Page text:
┌────────

- Born: October 21, 1896 Alameda, California, U.S.
- Died: June 24, 1958 (aged 61) San Francisco, California, U.S.
- Education: University of California, Berkeley
- Occupations: Architect, draftswoman
- Years active: 1917-1958
- Employer(s): Julia Morgan, Ernest Born, Architectural Forum

= Elizabeth Boyter =

American architect (1896-1958)

Elizabeth "Bess" Boyter was an American architect and draftswoman.

== Early life and education ==
Boyter was born to John and Catherine Boyter (nee Connell); her father John was a bank clerk and rancher. Before matriculating at Berkeley, she worked as a junior draftsman for Smith O'Brien, Architect, and the U.S. Bureau of Public Roads as a highway draftsman. She attended the University of California, Berkeley, from 1921 to 1925, earning a B.A. in Architecture. While a student she became a member of the California chapter of Alpha Alpha Gamma, a national sorority for women architectural students that eventually became the Association for Women in Architecture + Design (AWA+D). After taking her degree she worked in the office of Julia Morgan, until she left in 1929 to find work in New York.

└────────

Exercise tasks:
**A)** Output the part of the Elizabeth Boyter text between "- Born: October" and "architect and draftswoman.", inclusive.
**B)** Go on with the Elizabeth Boyter text from the point where it stops.
The entries come from a separate source and have no connection to the Elizabeth Boyter text.

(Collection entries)

┌────────

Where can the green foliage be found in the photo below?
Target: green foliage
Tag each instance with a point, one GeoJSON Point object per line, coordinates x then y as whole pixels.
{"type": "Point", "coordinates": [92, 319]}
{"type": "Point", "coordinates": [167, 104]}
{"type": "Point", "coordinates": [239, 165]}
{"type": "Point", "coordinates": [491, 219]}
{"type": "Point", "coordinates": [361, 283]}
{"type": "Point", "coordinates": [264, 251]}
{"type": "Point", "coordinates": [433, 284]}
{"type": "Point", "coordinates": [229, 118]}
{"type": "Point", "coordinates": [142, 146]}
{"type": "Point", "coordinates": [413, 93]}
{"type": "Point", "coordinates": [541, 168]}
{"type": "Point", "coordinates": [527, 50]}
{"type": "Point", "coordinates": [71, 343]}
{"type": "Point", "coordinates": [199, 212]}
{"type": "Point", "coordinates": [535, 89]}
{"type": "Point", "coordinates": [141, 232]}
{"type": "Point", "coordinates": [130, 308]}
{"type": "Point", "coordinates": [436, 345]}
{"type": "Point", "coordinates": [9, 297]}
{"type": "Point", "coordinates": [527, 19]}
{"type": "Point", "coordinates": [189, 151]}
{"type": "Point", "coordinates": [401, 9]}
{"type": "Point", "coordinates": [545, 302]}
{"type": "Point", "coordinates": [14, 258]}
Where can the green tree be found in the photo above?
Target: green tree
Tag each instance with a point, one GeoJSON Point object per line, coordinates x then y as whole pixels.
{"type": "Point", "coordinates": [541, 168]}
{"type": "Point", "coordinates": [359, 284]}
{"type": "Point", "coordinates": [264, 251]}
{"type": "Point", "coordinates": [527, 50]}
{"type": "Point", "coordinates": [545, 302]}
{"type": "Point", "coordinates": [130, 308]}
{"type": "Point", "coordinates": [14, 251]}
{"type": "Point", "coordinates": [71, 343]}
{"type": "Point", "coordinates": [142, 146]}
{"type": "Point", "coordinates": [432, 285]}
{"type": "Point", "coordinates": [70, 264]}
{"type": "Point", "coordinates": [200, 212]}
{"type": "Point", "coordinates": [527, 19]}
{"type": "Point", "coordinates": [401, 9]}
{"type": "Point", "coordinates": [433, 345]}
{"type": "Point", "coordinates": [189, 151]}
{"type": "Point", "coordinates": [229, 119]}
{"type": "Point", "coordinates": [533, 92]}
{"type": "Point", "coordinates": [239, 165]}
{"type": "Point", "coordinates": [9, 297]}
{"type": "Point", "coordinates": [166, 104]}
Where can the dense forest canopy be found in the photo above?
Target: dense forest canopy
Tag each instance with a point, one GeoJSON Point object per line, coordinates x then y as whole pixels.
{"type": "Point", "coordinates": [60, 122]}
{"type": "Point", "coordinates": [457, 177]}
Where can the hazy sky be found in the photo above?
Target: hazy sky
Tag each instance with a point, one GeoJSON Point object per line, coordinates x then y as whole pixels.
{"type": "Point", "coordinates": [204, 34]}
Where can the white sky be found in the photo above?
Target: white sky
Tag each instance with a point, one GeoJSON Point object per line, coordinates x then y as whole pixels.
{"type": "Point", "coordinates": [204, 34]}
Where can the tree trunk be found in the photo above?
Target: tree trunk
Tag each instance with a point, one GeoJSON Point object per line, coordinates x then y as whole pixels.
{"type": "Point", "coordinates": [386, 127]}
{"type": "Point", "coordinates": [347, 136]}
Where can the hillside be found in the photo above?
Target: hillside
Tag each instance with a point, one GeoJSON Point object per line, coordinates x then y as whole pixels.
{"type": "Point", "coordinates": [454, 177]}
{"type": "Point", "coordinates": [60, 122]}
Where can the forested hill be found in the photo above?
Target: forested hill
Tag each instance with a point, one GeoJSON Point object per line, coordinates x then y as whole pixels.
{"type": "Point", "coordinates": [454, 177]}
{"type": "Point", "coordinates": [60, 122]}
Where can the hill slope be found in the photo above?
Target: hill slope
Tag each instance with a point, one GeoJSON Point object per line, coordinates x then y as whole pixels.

└────────

Answers to the exercises:
**A)**
- Born: October 21, 1896 Alameda, California, U.S.
- Died: June 24, 1958 (aged 61) San Francisco, California, U.S.
- Education: University of California, Berkeley
- Occupations: Architect, draftswoman
- Years active: 1917-1958
- Employer(s): Julia Morgan, Ernest Born, Architectural Forum

= Elizabeth Boyter =

American architect (1896-1958)

Elizabeth "Bess" Boyter was an American architect and draftswoman.

**B)**
== Mid-to-late career and death ==
In New York Boyter worked at an architectural office for eight months and at the Otis Elevator Company, designing layouts for escalators, for two years. During the height of the Depression she attempted to find work teaching architectural design and drafting. One of her typewritten manuals on drafting, most likely written in the early 1930s, still exists as part of the AWA+D Records at the International Archive of Women in Architecture at Virginia Tech.

Although she earned her license to practice architecture in New York in 1935, she returned to California shortly thereafter, where she found work at Ernest Born's office in San Francisco. She applied for and received her license to practice in California in 1937, and was noted at the time for being only the 11th woman to be licensed in Northern California.

During the Second World War she took courses on structural engineering aspects of civilian air raid protection, advanced personnel management, and industrial psychology at the Stanford University Engineering Science and Management War Training program. She became the 10th California woman admitted to the ranks of the American Institute of Architects in 1945.

Diagnosed with acute monoblastic leukemia in September 1957, Boyter was admitted to the University of California Hospital in San Francisco in June 1958, where she died of a brain hemorrhage (a complication from her leukemia). Ample evidence of her lifelong ailments and injuries can be found among her papers and diaries at the Bancroft Library.